WHAT IS EXPECTED –
Restate the records that follow word for word; no pictures should appear.

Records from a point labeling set
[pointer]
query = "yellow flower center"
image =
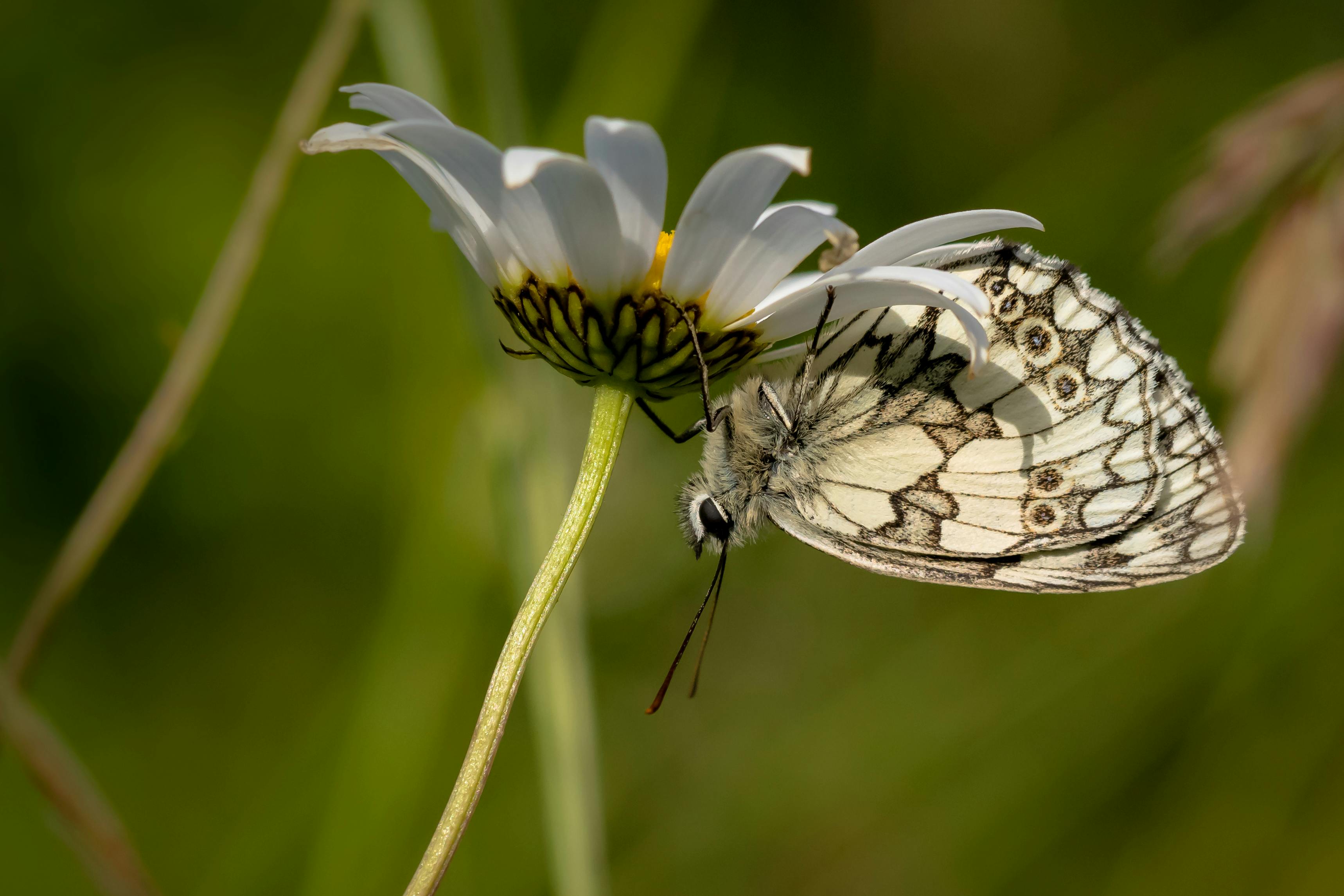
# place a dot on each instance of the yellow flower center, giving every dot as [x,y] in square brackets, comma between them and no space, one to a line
[654,280]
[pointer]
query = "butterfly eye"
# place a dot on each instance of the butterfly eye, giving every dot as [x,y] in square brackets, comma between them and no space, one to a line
[713,520]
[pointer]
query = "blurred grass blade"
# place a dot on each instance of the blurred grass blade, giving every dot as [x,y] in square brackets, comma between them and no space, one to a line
[404,34]
[195,354]
[506,109]
[1253,156]
[1283,340]
[95,831]
[647,43]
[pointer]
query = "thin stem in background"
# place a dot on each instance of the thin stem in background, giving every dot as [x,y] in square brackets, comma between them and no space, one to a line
[191,362]
[611,411]
[90,822]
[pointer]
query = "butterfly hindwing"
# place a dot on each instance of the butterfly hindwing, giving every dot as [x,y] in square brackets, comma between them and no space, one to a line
[1078,460]
[1051,445]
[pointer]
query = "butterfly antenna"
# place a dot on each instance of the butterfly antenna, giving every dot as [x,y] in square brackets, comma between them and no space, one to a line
[805,371]
[714,582]
[709,625]
[699,359]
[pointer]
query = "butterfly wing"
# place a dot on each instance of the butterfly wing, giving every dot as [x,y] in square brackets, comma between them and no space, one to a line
[1080,447]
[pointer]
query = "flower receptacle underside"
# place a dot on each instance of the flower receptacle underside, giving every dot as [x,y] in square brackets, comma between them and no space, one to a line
[640,343]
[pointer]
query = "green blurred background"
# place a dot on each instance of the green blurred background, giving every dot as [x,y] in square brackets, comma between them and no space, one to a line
[276,668]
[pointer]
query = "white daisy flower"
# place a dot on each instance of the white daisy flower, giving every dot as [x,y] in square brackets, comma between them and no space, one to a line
[574,253]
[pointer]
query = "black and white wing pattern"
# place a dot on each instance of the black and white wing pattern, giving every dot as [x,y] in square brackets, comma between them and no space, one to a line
[1078,460]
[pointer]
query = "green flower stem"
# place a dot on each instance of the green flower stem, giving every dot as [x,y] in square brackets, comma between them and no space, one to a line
[611,411]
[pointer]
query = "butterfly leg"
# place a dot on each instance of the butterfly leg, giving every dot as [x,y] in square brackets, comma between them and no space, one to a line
[805,370]
[705,368]
[695,429]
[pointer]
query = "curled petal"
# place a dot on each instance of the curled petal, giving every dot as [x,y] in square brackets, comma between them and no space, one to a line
[581,209]
[631,158]
[824,209]
[773,249]
[904,242]
[452,206]
[722,211]
[858,291]
[393,102]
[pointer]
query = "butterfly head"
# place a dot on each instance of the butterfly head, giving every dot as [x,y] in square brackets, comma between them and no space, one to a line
[705,518]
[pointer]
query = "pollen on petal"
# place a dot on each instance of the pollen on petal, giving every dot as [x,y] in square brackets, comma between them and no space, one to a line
[654,280]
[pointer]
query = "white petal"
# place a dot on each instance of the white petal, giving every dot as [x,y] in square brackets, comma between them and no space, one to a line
[773,249]
[789,284]
[393,102]
[826,209]
[861,291]
[452,206]
[581,210]
[906,241]
[476,163]
[782,354]
[631,159]
[722,210]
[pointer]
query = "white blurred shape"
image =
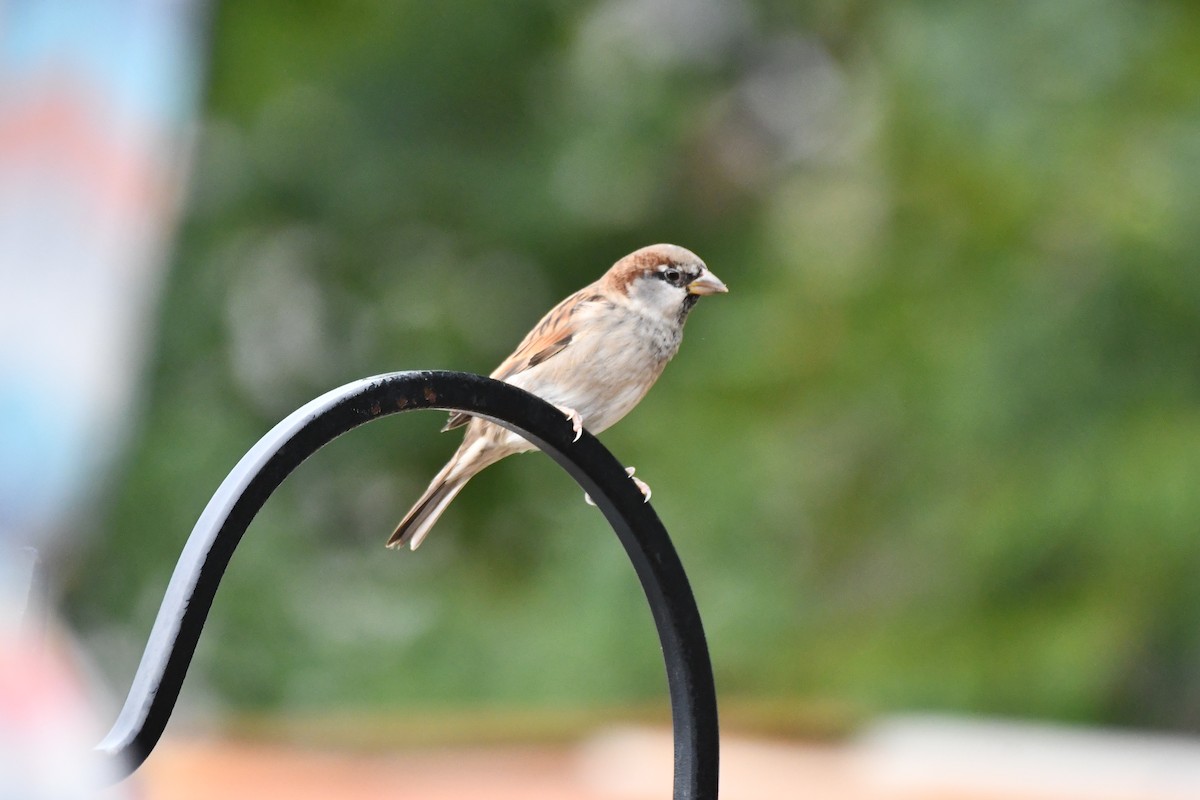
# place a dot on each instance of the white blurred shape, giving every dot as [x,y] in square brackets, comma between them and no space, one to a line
[945,757]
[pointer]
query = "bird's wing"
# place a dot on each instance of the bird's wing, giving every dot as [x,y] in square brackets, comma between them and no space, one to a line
[544,342]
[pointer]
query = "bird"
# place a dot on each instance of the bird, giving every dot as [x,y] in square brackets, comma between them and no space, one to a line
[594,356]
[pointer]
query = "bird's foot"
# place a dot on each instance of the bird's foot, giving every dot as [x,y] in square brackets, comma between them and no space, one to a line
[642,486]
[575,420]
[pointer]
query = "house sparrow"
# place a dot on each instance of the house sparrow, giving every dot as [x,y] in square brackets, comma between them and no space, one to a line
[594,356]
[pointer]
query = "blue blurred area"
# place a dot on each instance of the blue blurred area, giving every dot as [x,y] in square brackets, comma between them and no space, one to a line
[931,452]
[95,104]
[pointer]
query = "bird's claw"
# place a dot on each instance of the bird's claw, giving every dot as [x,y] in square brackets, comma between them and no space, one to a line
[576,421]
[642,486]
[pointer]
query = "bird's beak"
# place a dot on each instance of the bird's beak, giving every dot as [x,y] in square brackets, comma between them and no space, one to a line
[707,283]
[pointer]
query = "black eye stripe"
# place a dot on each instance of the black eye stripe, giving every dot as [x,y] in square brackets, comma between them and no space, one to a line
[673,275]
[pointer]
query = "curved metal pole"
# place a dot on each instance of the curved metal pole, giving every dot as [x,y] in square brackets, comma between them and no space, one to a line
[216,534]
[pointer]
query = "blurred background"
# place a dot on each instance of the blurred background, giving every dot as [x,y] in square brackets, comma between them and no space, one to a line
[936,451]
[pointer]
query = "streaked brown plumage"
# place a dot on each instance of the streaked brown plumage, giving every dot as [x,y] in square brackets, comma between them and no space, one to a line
[594,355]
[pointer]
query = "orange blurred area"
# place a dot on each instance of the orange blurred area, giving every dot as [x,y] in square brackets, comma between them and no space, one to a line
[900,759]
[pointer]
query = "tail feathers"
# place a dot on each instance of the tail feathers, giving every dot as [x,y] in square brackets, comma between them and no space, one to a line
[417,523]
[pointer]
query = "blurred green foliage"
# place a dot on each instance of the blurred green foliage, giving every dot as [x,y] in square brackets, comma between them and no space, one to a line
[937,449]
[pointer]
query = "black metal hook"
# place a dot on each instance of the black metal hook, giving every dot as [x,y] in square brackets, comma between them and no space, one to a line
[216,534]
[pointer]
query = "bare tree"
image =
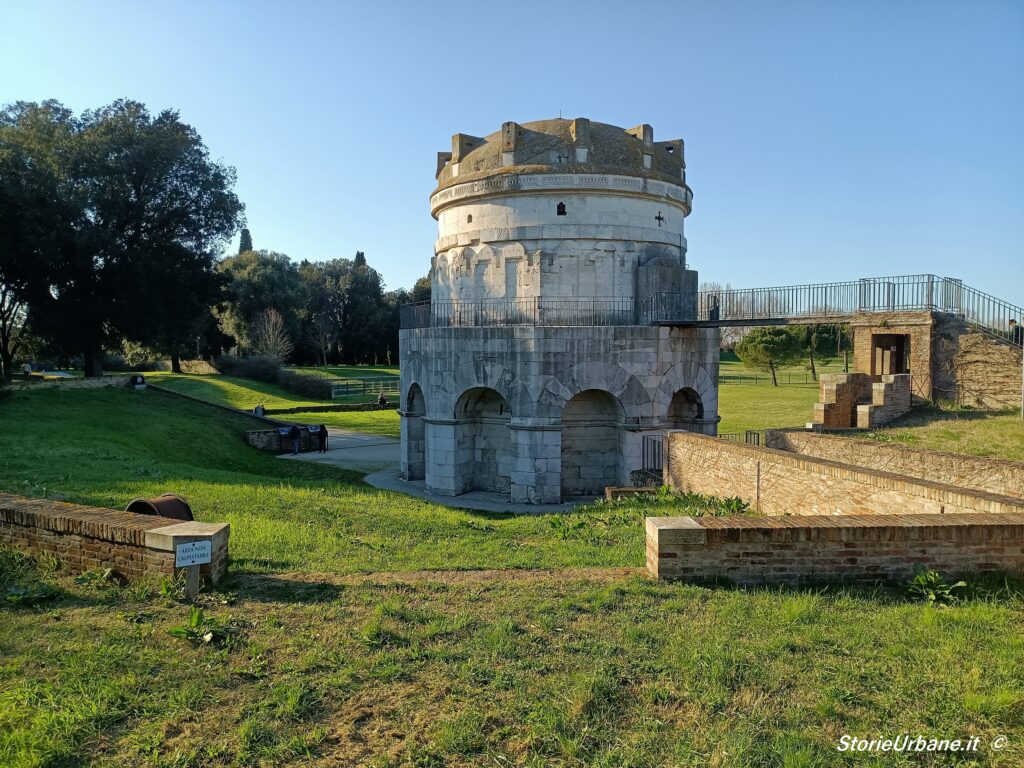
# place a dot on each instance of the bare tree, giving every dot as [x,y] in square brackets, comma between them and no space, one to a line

RESULT BELOW –
[pointer]
query = "yellow flower center"
image =
# place a dot on each instance of the yellow flower center, giving every dot as [x,y] in square brackets, comma between them and no space, one to a line
[654,280]
[pointer]
query = "butterfly eye"
# place a dot on each instance of the butterfly eye, giving every dot as [x,y] in square brackets, comma between them and no space, one to a line
[713,520]
[pointer]
query = "blurred grass blade"
# place a dot on each instance of the blurred grass blade, giving every dot as [x,y] in square brackets, comma between them and no space, one to a line
[404,34]
[195,354]
[506,109]
[1253,156]
[1283,340]
[95,831]
[647,43]
[pointer]
query = "thin stem in background"
# place a dot on each instance of the thin stem in background, giving every dot as [x,y] in square brackets, comma between them and no space, one to a line
[191,362]
[611,411]
[90,822]
[pointer]
query = "butterfly hindwing"
# place a dot on each instance of the butterfly hindwing, giving every dot as [x,y] in square brackets, comma between them and no space, one to a line
[1078,460]
[1051,445]
[pointer]
query = "butterfly antenna"
# place a dot on each instance of the butterfly antenna, giving every dot as [x,y] in square brackets, comma between them and no space, one to a line
[805,371]
[714,582]
[709,625]
[699,359]
[pointer]
query = "butterfly wing"
# place a dot on each instance of the butterfly wing, giving every dot as [x,y] in square brackets, comma between them and no space, one to a line
[1080,447]
[pointer]
query = "flower receptacle underside"
# place a dot on each instance of the flower receptacle underside, giving every dot as [x,y] in square brackets, comma between them and no space, one to a line
[640,343]
[pointer]
query = "green blurred background"
# place a dot on each instance of the green blurred background, giving every dot as [x,y] in square brackets, comma between them and no space, one to a line
[276,668]
[pointer]
query = "white daisy flower"
# place a dot on each instance of the white daisy flower, giving every dot as [x,y] in square brackets, comma between them and no space, one to a line
[574,253]
[pointer]
query = "black and white wing pattern"
# place a dot on each instance of the black and white wing pattern, giving every dot as [x,y] in square brackets, comma between them and no space, one to a line
[1078,460]
[pointer]
query = "green flower stem"
# place a dot on each instance of the green flower stem, giving every dot as [x,y] in square brackets, comma between them and no space, one to a line
[611,411]
[pointer]
query = "butterfly leg"
# place a dot on each instance of the butterfly leg, giving every dot as [x,y] in square brackets, comma between them and no space, one to a line
[805,370]
[705,368]
[695,429]
[pointer]
query = "curled petal"
# place a dot on each instance of the curled petal, giving every dot as [x,y] in square brackets, comma between them and no space, one to a line
[581,209]
[631,158]
[824,209]
[773,249]
[904,242]
[452,206]
[722,211]
[858,291]
[393,102]
[pointer]
query = "butterfly head"
# place a dot on each instance of the butterfly head, giving every dot as [x,y] in square brackets, comma between them and no space, one to a line
[705,518]
[pointer]
query = "pollen on petal"
# place a dot on each instance of the pollen on petal, giving every dot as [x,y] in square brackets, comma between them and no space, one to a line
[654,280]
[pointer]
query = "white petal"
# place a dot on each instance of the white petal, giving every dot as [x,y] in square brackets, comma between them and no space, one to a line
[773,249]
[789,284]
[393,102]
[826,209]
[861,291]
[452,206]
[581,210]
[906,241]
[476,163]
[782,354]
[631,159]
[722,210]
[pointer]
query = "white blurred shape"
image =
# place a dot on each instance of the white blurred shape, giving every dot as [x,y] in square brackets, comma between them and no space, one to a line
[945,757]
[pointer]
query = "bird's wing"
# place a dot on each instance of the bird's wing, giving every dot as [x,y] in square brackets, comma between them and no space, one to a line
[544,342]
[pointer]
query = "bird"
# place a dot on each instance of the bird, giving every dot as [x,y] in square brackets, comma between them and no space, one to a line
[594,356]
[pointer]
query = "bird's foot"
# place a dot on each instance of the bird's foot, giving every dot as [x,y] in square brackets, comma between them and no space, one to a line
[642,486]
[575,420]
[pointer]
query = "house sparrow"
# place a dot on each instance of the house sparrow, giving every dot as [x,y] in square brackets, comma between them and no space, one to a line
[594,356]
[pointer]
query = "blue blurred area"
# place a dot on each instance of the blue blurred area, giving every dot as [x,y] in square brackets, comma between them and no space, one to a line
[931,452]
[95,104]
[pointer]
query = "bird's claw"
# place a dot on each instance of the bird's claw, giving every dot as [x,y] in square brackets, comma between them and no space, one to a line
[576,421]
[642,486]
[pointer]
query = "bird's beak"
# place a dot on each instance of the bird's beak, giving every dot as [x,y] in square brackets, comma between them and no space, one to a line
[707,283]
[pointer]
query = "black eye stripe"
# place a dot on each instance of the black eye stripe, giving every dot as [x,y] in square brackets, comma between them and no space, one to a line
[673,275]
[pointer]
query = "curved metal pole"
# place a dot on each instance of the curved metal pole, giving every dot as [x,y] in square brackets, comma between them and no space, one to a line
[216,534]
[pointer]
query = "blurred background"
# place a dot on each instance of the blurred background, giving every dot as [x,y] in square brackets, comma between them and no space, one to a line
[936,451]
[pointer]
query = "streaked brown plumage"
# place a dot on each instance of the streaked brown plumage, giving every dot as [x,y] in square brackets, comma between them and no space, one to a line
[594,355]
[pointer]
query = "orange blurred area"
# place a dot on each instance of the orange blurred area, giving every dot as [x,y] in square brackets, comma between them and no space, one to a line
[900,759]
[pointer]
query = "tail feathers"
# place a dot on each instance of the tail feathers, giving every dot as [x,y] in square brackets, comma between them and no space, one to a line
[417,523]
[pointer]
query = "blurred green foliage"
# place a dot on each instance of the blurred green foliage, giving every dot as [x,y] in square brackets, comma between them and no space, one to a line
[937,449]
[pointer]
query = "black metal hook"
# place a dot on each instance of the black metal hook, giving every dot as [x,y] in square brackets, comma between them and no space, one to a line
[216,534]
[pointer]
query = "bare tree"
image =
# place a dot on each instance of the bare tree, giving every dot as [x,y] in square brackets, comma between them and no space, one to a line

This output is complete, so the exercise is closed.